Data for the task:

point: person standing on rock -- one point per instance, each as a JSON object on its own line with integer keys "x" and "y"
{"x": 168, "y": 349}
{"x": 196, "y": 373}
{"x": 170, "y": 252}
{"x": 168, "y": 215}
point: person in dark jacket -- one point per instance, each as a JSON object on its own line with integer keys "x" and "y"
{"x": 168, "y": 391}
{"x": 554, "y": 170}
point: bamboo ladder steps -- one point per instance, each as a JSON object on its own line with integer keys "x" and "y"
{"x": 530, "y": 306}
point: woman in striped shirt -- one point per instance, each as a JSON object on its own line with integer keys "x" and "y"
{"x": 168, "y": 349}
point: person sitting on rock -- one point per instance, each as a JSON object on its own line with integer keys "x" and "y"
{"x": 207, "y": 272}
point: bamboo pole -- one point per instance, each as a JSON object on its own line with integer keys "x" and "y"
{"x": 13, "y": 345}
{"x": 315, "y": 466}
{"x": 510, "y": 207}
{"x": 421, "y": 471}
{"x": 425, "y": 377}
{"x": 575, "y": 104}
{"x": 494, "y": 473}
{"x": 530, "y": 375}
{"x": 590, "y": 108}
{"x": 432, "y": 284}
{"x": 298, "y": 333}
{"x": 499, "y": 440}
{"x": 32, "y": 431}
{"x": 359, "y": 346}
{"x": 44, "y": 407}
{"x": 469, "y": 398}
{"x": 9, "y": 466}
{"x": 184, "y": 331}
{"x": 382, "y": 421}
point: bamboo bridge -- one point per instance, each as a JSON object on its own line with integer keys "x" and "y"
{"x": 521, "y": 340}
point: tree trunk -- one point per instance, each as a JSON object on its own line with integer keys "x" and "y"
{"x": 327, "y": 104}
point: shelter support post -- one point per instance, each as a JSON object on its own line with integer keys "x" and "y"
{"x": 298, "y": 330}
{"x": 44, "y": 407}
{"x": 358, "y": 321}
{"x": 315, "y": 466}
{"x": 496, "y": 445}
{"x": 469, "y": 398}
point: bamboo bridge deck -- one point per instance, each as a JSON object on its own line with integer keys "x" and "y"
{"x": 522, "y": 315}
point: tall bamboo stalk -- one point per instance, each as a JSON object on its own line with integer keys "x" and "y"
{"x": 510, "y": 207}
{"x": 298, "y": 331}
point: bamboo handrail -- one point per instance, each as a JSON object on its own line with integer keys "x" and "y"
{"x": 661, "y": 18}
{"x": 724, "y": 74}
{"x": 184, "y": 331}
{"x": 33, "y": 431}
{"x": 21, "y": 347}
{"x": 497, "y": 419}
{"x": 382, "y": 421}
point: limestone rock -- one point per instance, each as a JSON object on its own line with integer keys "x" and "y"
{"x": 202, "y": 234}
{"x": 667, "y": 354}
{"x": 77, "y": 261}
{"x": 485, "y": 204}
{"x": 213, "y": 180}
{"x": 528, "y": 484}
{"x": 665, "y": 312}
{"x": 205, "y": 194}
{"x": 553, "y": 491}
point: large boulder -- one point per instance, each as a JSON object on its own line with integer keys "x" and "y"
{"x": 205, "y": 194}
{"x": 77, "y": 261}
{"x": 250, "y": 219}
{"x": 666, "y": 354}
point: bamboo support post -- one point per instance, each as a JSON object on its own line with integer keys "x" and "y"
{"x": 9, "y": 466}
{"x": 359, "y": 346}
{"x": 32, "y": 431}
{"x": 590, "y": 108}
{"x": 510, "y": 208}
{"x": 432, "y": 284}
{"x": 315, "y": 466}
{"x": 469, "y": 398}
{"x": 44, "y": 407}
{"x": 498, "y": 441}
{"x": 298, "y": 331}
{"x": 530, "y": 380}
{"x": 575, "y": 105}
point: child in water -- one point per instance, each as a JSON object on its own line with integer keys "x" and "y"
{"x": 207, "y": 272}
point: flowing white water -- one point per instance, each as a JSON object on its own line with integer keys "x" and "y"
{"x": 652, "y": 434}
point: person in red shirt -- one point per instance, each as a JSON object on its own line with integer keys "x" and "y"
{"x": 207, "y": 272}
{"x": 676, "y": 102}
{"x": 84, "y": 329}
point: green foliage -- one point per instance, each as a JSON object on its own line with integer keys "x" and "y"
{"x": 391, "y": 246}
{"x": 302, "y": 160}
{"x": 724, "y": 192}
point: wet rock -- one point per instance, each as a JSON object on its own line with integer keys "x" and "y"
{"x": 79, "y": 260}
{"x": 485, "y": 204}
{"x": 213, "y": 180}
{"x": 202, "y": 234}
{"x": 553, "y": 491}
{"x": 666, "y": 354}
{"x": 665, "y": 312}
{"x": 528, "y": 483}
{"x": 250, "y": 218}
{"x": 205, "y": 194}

Your assignment:
Your answer should hold the line with "point: large boulder" and each line after it to the end of the data, retyped exactly. Include no other lines.

Solution for this exercise:
point: large boulder -- one point per instance, each as a JSON object on its own line with integer keys "x" and "y"
{"x": 205, "y": 194}
{"x": 77, "y": 261}
{"x": 250, "y": 219}
{"x": 666, "y": 354}
point: bamboo support post -- one point per instance, each as a JSON object on its own line with integer keys "x" and "y"
{"x": 9, "y": 466}
{"x": 359, "y": 346}
{"x": 32, "y": 431}
{"x": 590, "y": 108}
{"x": 510, "y": 208}
{"x": 432, "y": 284}
{"x": 315, "y": 466}
{"x": 469, "y": 398}
{"x": 44, "y": 407}
{"x": 498, "y": 441}
{"x": 298, "y": 331}
{"x": 530, "y": 380}
{"x": 575, "y": 105}
point: child in water -- one point per instance, each as a JSON object on its own line with integer keys "x" and "y"
{"x": 207, "y": 272}
point: flowing white water -- one point per instance, each as a JSON object on its own line with integer keys "x" and "y"
{"x": 652, "y": 434}
point: person in red shirt -- one point per instance, each as a JSON object on its own line with integer keys "x" and "y"
{"x": 207, "y": 272}
{"x": 676, "y": 102}
{"x": 84, "y": 329}
point: green foliage -- one point per instance, each as a JSON object on its own line with integer keys "x" and "y"
{"x": 391, "y": 246}
{"x": 302, "y": 160}
{"x": 724, "y": 192}
point: wet rock -- one point per instance, each as a JSON object on its own line with integer keys "x" and "y"
{"x": 79, "y": 260}
{"x": 485, "y": 204}
{"x": 213, "y": 180}
{"x": 202, "y": 234}
{"x": 553, "y": 491}
{"x": 666, "y": 354}
{"x": 665, "y": 312}
{"x": 528, "y": 483}
{"x": 250, "y": 218}
{"x": 205, "y": 194}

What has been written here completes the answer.